## [TASK DETAILS]
Only the lines below between the ones containing "Question. For every instance of the ground, which" and "Question. For every instance of the massive", inclusive, are to be reproduced, each exactly as it stands.

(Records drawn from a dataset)

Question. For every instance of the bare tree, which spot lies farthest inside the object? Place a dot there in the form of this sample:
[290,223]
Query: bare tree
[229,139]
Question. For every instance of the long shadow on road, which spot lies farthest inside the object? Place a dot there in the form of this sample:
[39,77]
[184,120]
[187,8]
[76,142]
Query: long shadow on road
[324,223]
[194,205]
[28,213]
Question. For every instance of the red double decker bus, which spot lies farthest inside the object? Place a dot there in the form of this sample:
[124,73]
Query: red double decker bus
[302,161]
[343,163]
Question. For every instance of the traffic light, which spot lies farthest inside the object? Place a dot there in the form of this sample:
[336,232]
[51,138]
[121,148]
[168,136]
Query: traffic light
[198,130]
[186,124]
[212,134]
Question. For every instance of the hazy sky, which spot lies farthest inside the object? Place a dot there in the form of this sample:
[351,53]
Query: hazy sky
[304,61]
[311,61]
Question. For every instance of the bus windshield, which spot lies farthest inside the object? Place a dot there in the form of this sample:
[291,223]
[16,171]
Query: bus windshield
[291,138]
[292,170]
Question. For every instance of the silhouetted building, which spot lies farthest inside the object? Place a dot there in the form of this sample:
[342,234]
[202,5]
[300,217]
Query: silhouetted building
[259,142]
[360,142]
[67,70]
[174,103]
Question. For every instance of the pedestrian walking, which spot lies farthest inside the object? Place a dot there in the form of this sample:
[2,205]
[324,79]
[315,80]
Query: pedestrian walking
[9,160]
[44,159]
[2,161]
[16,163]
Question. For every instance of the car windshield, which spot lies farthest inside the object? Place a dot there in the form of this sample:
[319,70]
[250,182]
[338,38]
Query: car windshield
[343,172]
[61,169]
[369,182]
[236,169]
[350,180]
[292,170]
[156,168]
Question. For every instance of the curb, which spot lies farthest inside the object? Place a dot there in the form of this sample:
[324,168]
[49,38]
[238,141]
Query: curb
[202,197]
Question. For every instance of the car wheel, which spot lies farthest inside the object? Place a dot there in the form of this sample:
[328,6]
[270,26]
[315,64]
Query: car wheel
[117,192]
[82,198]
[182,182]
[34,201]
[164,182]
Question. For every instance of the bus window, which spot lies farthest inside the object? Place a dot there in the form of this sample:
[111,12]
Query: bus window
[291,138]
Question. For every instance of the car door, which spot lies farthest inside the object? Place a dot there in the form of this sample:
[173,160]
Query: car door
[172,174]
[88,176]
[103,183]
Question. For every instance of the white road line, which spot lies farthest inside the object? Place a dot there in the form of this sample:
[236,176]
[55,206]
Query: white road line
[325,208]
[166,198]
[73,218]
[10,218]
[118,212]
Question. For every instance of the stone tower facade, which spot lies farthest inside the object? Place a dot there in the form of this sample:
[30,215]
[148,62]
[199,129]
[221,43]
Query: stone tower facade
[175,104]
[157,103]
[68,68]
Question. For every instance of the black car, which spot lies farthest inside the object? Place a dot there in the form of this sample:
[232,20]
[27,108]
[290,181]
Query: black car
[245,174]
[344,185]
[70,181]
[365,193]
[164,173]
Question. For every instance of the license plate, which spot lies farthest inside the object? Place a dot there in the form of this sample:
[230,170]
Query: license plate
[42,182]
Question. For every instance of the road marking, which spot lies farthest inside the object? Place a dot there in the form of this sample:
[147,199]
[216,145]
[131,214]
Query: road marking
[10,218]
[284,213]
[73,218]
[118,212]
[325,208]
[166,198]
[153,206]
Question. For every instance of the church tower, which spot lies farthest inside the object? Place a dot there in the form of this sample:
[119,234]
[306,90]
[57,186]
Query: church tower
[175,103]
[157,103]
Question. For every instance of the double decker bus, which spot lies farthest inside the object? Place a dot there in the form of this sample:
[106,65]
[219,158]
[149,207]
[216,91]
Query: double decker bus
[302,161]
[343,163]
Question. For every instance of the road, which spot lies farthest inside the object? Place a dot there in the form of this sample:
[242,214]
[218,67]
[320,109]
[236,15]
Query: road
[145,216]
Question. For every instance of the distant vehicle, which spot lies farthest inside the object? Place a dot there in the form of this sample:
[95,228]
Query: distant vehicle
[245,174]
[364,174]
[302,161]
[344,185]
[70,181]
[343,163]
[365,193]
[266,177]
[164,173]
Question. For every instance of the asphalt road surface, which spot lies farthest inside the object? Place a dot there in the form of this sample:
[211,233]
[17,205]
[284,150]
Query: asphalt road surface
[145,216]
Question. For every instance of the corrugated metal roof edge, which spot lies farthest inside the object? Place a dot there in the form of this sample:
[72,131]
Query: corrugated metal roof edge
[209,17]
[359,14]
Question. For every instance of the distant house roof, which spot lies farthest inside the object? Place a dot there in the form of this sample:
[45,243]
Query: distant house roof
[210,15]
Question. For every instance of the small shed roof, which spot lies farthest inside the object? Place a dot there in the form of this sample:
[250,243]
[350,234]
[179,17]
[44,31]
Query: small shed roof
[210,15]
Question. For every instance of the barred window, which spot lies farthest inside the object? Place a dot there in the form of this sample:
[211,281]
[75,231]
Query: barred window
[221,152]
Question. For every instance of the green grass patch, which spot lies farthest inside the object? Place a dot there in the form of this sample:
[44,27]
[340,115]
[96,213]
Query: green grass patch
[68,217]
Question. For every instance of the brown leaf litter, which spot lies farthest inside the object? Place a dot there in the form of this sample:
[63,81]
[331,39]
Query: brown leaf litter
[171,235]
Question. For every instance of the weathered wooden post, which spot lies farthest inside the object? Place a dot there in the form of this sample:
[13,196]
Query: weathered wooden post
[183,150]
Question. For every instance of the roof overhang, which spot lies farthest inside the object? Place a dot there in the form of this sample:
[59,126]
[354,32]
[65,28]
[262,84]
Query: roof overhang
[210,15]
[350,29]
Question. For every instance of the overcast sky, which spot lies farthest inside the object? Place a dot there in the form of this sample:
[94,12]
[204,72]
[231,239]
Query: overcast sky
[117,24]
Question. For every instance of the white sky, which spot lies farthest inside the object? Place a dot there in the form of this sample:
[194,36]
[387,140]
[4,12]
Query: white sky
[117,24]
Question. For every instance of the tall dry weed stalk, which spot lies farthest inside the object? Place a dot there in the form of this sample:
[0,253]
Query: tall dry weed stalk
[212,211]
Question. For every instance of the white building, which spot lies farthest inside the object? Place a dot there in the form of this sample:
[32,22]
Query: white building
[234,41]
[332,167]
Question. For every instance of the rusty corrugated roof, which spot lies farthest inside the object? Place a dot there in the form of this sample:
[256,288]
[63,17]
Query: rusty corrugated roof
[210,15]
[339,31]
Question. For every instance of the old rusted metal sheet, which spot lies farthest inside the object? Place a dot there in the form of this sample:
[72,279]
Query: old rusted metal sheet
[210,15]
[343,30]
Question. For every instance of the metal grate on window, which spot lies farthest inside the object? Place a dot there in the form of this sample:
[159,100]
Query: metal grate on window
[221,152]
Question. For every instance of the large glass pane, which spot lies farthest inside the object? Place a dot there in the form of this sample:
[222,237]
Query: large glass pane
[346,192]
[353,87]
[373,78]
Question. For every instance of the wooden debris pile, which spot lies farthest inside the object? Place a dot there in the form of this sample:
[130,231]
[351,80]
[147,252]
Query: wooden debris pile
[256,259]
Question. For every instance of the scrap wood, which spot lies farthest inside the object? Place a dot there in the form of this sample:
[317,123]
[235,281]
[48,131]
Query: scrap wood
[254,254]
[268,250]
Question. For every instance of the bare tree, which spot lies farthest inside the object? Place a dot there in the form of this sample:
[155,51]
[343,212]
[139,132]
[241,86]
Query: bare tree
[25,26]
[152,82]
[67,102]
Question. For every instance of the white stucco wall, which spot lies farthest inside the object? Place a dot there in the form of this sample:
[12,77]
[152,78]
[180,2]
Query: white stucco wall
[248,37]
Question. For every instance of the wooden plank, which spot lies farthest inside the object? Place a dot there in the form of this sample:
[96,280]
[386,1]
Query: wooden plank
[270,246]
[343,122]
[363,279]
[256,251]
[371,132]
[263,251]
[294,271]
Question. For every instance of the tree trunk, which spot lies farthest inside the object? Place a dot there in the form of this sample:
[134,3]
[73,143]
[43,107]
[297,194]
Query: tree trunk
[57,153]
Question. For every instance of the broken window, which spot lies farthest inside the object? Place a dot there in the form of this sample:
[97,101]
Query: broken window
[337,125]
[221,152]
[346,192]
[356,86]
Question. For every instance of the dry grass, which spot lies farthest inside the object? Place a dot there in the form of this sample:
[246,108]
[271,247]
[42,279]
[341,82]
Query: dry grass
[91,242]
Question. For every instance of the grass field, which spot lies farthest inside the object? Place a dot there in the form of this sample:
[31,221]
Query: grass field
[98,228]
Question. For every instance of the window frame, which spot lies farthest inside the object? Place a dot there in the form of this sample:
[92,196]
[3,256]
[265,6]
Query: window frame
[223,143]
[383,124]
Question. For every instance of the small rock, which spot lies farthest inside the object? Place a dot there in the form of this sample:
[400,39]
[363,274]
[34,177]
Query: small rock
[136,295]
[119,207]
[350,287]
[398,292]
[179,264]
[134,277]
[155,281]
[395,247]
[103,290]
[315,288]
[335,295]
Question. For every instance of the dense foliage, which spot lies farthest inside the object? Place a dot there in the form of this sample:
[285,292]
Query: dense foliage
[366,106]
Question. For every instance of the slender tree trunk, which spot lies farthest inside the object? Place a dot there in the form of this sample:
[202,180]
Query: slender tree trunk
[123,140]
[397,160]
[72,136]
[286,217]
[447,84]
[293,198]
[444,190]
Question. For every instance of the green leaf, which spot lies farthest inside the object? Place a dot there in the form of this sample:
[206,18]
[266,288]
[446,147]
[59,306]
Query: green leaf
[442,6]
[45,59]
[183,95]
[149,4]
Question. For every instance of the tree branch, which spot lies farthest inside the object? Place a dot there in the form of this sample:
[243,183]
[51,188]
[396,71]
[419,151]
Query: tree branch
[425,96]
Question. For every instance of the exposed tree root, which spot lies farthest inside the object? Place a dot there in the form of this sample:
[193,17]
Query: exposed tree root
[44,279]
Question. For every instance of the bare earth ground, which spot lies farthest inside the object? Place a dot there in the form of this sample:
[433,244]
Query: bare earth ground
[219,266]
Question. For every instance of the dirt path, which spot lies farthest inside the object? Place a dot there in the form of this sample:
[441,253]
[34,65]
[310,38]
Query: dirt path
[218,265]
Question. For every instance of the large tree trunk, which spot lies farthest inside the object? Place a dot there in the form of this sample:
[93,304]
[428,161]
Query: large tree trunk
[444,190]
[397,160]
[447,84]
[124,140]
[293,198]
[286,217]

--

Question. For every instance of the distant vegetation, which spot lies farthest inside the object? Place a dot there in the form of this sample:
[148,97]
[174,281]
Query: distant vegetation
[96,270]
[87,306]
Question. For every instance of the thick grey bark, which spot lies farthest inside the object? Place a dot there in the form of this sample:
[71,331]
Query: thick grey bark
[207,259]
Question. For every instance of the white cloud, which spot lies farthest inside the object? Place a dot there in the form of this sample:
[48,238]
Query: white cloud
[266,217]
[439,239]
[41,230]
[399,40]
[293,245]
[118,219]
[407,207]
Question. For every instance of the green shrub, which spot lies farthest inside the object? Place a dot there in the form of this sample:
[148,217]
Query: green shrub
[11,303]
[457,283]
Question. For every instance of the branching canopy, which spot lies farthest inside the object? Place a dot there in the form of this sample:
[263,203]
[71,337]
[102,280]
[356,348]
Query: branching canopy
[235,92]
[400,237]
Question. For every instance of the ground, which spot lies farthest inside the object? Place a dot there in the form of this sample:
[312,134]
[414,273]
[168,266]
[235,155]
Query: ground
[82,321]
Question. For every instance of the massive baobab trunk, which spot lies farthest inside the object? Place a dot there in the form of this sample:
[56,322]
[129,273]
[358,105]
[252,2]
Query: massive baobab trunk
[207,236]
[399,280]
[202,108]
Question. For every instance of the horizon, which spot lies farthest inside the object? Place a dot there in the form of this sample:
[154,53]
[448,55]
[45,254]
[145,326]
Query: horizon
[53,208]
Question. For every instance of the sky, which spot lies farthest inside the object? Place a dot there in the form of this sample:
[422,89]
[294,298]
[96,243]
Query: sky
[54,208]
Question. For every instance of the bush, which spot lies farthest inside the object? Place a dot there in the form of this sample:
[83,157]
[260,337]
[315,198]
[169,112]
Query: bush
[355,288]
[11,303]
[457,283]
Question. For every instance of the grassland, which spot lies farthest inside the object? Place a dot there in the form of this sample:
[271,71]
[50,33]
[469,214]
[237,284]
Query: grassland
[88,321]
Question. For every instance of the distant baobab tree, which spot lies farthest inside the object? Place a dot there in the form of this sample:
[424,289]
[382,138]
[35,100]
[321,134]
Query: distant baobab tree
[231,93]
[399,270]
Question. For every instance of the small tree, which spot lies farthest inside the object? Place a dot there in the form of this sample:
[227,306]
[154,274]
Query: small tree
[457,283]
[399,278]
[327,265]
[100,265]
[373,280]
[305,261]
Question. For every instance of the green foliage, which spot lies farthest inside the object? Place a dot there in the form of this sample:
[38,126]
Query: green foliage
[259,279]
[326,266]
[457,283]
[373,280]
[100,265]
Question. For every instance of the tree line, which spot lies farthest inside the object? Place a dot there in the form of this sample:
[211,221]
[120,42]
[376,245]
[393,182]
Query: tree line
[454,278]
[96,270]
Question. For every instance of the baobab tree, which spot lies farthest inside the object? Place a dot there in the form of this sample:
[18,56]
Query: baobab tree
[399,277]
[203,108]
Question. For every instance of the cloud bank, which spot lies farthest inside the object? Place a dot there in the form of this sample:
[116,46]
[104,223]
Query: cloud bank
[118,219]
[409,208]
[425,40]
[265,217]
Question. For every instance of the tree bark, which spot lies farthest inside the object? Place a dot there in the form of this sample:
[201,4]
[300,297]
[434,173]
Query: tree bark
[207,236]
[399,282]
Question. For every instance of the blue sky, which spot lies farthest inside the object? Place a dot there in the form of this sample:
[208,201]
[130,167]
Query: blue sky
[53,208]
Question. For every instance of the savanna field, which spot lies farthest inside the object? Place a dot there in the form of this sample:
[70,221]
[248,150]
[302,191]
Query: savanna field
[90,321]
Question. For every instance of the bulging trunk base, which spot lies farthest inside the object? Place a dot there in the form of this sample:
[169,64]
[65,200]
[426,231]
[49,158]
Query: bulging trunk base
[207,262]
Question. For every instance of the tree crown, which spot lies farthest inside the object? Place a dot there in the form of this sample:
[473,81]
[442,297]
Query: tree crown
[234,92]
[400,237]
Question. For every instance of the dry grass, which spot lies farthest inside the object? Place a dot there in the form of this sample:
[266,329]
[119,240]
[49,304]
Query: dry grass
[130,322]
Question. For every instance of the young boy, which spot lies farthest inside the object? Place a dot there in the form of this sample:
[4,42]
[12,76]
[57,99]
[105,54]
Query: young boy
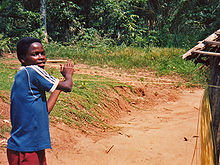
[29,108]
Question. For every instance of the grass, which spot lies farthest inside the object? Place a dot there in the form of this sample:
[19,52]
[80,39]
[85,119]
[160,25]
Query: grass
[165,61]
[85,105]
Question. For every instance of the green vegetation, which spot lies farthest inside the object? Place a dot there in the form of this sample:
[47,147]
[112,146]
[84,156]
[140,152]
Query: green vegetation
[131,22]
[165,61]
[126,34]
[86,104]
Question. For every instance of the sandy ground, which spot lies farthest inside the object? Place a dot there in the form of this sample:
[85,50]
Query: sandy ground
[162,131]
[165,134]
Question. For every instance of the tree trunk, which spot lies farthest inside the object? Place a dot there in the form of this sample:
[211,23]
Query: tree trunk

## [EXERCISE SOLUTION]
Question. For every instance of the ground, which spot lies farthest inside the object? Place a dot there in the form of this sample:
[312,134]
[414,273]
[168,266]
[235,155]
Query: ground
[82,321]
Question. For every instance of the massive baobab trunk, which spot lies farthest inside the object? Place a dot there in the form of this sample:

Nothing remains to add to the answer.